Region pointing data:
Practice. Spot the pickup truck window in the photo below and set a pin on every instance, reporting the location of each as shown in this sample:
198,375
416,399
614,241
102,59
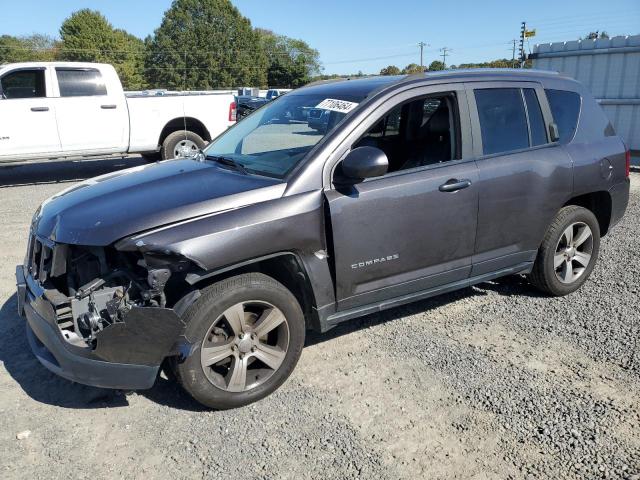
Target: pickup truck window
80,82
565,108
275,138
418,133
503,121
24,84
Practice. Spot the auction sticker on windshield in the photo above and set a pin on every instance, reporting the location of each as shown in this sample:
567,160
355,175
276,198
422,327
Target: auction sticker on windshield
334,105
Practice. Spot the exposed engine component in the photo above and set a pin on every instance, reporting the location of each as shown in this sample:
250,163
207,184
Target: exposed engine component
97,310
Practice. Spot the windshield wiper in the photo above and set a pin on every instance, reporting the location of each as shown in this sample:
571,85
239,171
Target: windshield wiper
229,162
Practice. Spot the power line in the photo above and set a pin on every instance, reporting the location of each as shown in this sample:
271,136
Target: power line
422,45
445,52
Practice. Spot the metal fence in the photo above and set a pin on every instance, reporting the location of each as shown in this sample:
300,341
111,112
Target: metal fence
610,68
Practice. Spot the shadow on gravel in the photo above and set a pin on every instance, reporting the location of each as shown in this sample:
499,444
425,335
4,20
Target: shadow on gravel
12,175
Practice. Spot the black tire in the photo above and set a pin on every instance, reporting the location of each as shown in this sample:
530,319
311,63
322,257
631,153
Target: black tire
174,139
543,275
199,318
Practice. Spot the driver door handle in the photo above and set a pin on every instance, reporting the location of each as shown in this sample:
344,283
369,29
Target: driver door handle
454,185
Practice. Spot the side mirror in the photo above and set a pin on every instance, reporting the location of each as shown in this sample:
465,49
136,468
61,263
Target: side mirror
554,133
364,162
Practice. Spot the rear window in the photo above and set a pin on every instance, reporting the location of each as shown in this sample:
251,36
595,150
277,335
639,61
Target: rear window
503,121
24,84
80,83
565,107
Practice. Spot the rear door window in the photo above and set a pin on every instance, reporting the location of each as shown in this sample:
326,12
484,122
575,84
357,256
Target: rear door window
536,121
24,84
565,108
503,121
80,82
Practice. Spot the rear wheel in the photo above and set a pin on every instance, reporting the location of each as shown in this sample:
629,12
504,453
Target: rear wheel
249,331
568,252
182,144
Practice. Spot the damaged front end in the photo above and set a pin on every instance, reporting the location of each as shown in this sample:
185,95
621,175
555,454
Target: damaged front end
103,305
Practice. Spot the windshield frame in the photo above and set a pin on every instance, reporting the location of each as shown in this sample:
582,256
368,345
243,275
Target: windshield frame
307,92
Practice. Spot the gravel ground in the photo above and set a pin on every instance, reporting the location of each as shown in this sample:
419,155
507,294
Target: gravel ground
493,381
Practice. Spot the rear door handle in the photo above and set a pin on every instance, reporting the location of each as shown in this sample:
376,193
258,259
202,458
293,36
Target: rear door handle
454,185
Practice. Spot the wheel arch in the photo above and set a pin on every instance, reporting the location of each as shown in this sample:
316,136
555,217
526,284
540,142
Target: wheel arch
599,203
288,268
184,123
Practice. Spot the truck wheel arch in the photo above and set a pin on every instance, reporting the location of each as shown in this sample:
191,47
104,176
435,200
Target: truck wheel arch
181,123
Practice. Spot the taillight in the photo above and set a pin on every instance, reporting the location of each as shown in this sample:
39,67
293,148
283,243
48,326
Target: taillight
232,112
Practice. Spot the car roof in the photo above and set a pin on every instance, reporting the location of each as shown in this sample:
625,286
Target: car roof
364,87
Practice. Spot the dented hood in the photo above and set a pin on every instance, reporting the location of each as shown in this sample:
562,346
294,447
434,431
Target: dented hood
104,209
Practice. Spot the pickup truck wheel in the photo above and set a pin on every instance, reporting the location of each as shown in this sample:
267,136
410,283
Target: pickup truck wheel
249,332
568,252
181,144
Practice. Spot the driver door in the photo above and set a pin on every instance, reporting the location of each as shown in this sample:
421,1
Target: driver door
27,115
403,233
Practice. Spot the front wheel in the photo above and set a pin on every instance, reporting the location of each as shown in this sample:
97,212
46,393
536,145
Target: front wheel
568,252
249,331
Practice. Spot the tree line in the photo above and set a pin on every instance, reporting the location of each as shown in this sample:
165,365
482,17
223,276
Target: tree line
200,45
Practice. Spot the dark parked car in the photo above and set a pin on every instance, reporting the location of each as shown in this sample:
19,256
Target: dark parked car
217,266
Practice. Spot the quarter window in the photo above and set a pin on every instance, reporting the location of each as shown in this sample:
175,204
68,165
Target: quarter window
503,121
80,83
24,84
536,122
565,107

---

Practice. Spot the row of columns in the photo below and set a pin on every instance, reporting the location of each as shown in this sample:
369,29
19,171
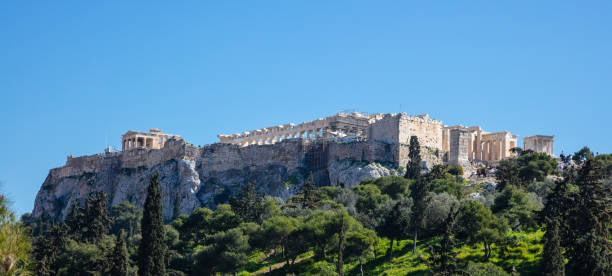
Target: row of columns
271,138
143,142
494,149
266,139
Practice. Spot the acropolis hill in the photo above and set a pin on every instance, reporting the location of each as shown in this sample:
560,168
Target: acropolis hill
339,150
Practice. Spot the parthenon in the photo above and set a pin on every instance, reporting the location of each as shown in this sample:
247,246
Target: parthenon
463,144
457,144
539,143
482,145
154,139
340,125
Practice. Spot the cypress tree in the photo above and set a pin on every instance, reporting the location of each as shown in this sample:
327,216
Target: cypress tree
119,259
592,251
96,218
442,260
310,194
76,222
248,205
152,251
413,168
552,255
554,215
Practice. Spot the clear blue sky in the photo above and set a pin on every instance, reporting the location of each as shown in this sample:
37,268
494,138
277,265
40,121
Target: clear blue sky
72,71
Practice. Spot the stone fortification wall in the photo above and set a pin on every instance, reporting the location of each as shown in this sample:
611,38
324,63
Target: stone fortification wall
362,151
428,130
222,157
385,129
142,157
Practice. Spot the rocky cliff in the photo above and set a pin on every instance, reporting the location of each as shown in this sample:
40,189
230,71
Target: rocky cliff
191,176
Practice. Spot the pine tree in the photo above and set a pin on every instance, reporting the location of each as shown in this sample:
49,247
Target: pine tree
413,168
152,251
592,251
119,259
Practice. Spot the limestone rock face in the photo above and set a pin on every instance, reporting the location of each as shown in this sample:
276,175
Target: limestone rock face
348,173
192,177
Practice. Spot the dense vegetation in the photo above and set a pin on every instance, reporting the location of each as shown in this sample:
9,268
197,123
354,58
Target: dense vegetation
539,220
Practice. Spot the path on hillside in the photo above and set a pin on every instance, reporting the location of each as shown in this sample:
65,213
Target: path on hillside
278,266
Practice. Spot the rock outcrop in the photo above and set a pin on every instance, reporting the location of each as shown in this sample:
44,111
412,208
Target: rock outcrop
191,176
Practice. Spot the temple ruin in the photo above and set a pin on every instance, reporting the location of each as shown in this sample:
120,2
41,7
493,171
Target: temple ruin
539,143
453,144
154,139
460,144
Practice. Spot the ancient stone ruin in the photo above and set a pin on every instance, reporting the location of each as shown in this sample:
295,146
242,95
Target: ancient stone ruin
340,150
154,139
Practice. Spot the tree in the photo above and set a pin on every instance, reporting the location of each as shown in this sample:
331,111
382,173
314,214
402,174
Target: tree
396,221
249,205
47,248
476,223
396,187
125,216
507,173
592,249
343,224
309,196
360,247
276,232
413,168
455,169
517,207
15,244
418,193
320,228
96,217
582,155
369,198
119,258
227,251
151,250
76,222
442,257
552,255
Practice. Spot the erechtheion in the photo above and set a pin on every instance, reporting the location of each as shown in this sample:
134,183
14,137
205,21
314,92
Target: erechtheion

--

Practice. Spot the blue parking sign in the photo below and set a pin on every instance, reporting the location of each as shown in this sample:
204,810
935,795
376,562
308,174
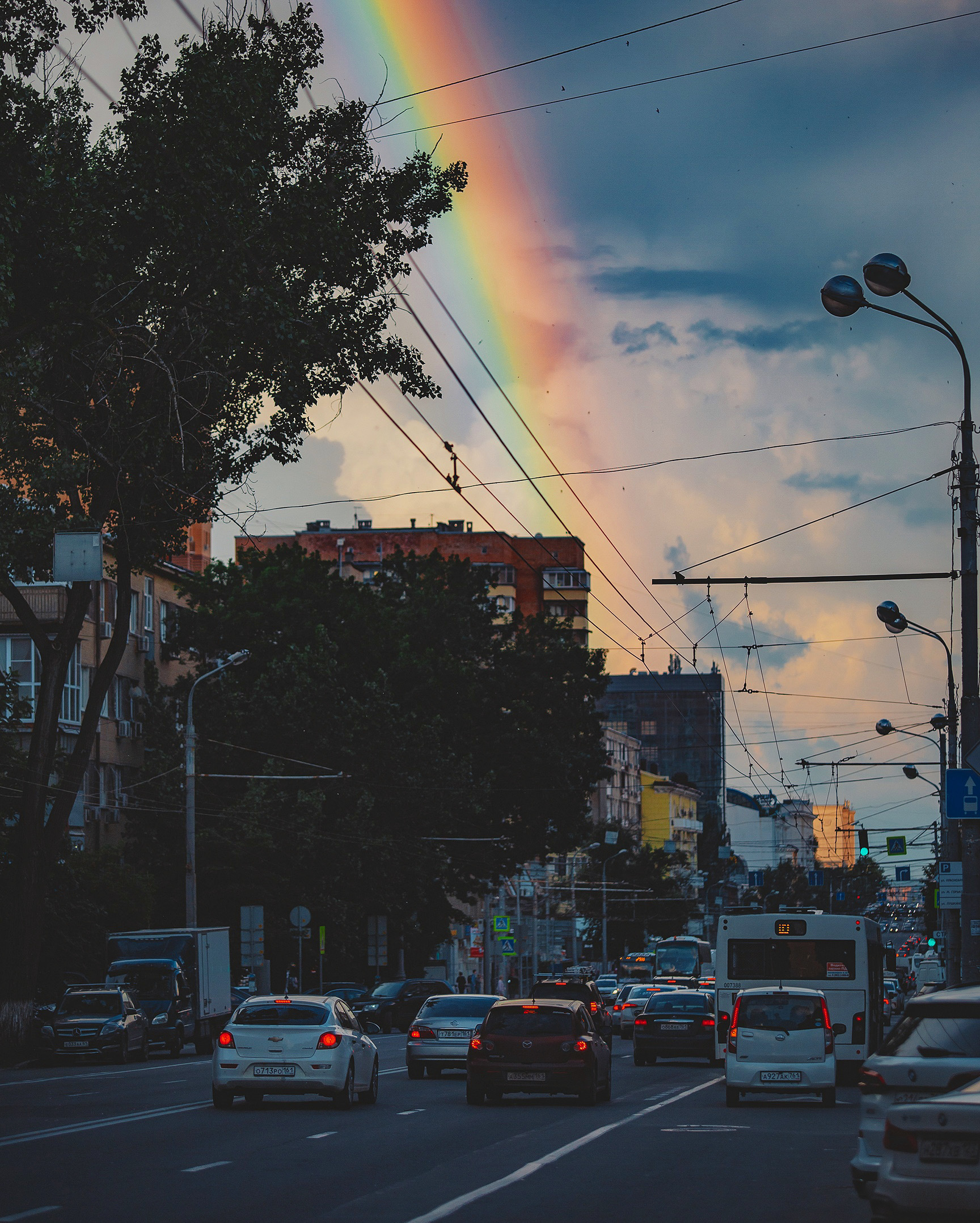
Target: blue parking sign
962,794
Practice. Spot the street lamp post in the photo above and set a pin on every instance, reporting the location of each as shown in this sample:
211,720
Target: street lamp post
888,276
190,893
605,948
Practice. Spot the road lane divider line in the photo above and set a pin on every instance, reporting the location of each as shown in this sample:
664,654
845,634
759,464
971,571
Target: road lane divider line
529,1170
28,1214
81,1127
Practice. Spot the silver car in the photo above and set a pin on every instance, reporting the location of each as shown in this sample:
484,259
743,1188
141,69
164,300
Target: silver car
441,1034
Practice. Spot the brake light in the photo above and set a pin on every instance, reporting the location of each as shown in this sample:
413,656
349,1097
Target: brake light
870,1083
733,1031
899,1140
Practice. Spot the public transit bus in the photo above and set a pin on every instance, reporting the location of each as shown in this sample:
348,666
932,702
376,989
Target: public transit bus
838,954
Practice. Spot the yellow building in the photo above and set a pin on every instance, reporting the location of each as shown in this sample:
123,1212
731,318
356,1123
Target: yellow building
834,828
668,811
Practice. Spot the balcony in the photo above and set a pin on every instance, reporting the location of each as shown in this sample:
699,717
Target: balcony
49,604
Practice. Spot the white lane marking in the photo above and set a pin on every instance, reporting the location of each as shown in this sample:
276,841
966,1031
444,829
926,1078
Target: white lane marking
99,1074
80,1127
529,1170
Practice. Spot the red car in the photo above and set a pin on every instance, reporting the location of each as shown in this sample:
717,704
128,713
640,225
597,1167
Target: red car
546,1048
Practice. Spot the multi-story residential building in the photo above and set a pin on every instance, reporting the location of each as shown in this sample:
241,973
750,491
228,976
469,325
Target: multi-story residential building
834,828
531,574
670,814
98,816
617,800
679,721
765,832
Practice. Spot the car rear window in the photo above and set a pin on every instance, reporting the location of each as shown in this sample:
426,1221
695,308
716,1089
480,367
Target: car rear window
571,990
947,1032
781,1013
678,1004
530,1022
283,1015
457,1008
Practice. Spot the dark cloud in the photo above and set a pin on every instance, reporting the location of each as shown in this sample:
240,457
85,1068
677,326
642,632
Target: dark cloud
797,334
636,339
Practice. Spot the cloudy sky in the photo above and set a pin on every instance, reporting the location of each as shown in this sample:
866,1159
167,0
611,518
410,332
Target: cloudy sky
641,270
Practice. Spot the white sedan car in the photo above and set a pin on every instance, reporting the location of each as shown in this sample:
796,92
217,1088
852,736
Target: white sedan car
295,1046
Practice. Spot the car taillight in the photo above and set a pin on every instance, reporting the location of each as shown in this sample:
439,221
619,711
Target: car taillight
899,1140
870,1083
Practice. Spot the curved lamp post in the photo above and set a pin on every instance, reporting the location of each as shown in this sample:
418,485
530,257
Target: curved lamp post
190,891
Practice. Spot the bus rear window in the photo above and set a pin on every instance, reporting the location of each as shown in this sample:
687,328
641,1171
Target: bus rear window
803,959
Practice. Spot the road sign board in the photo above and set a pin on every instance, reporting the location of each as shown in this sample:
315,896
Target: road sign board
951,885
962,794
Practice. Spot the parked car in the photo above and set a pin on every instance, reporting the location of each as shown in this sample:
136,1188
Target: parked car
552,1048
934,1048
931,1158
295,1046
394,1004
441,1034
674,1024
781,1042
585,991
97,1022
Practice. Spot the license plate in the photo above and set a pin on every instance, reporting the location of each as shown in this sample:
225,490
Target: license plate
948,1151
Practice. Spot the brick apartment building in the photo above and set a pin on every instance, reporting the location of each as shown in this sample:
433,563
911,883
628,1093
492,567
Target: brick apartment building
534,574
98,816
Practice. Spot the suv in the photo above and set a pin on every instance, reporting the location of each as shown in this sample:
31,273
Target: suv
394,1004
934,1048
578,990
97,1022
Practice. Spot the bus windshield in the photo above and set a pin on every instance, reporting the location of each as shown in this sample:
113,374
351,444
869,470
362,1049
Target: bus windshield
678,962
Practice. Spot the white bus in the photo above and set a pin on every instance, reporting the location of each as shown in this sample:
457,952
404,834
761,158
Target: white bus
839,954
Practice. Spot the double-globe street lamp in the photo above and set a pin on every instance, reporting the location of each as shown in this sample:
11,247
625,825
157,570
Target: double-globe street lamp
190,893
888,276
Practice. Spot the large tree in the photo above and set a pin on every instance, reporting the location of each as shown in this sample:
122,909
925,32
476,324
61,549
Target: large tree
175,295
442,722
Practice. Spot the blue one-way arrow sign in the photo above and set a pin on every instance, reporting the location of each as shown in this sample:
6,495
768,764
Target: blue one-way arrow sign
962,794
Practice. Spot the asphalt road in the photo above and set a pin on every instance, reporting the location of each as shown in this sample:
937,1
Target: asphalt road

Work request:
From the entries above, give again exactly the lines running from the line with "Target: brick apartment building" to the line with "Target: asphalt road"; include both of those lines.

Exercise response:
Target: brick apartment building
534,574
98,816
Practice. Spot the suv in the photo above and set a pin on every instance, reporting the location of each as shown in this sample:
31,273
Target: suv
394,1004
934,1048
578,990
97,1022
Practice. Spot the bus windshield in the photo above and set a pin on every instance, reporting the location of each as shown in this sample:
113,374
351,444
869,470
362,1049
Target: bus windshield
678,962
Practice. Spot the white bus in the photo above and set a pin on every instance, reporting the location of each as shown in this sample:
457,952
404,834
761,158
Target: white bus
839,954
Practice. Spot the double-globe street lamp in the photo above and set a pin on every instance, reporting the location of each as shown in this sample:
11,247
625,825
157,570
Target: double-globe street lamp
190,893
888,276
Practice. Spot the large tree in the photo above and set a pin on every instance, reporting the location of each as shown in this sample:
122,909
925,32
476,324
61,549
Target: large tree
175,295
442,722
Practice. Spot the blue one-way arrow sign in the photo above and set a pin on every instance, reporting the location of each as shown in this sample:
6,495
768,764
Target: blue one-way arrow sign
962,794
Practice. Spot the asphalt road in the photo above and set a pin on every instance, reporting the location of each as shown in this sample:
937,1
Target: asphalt road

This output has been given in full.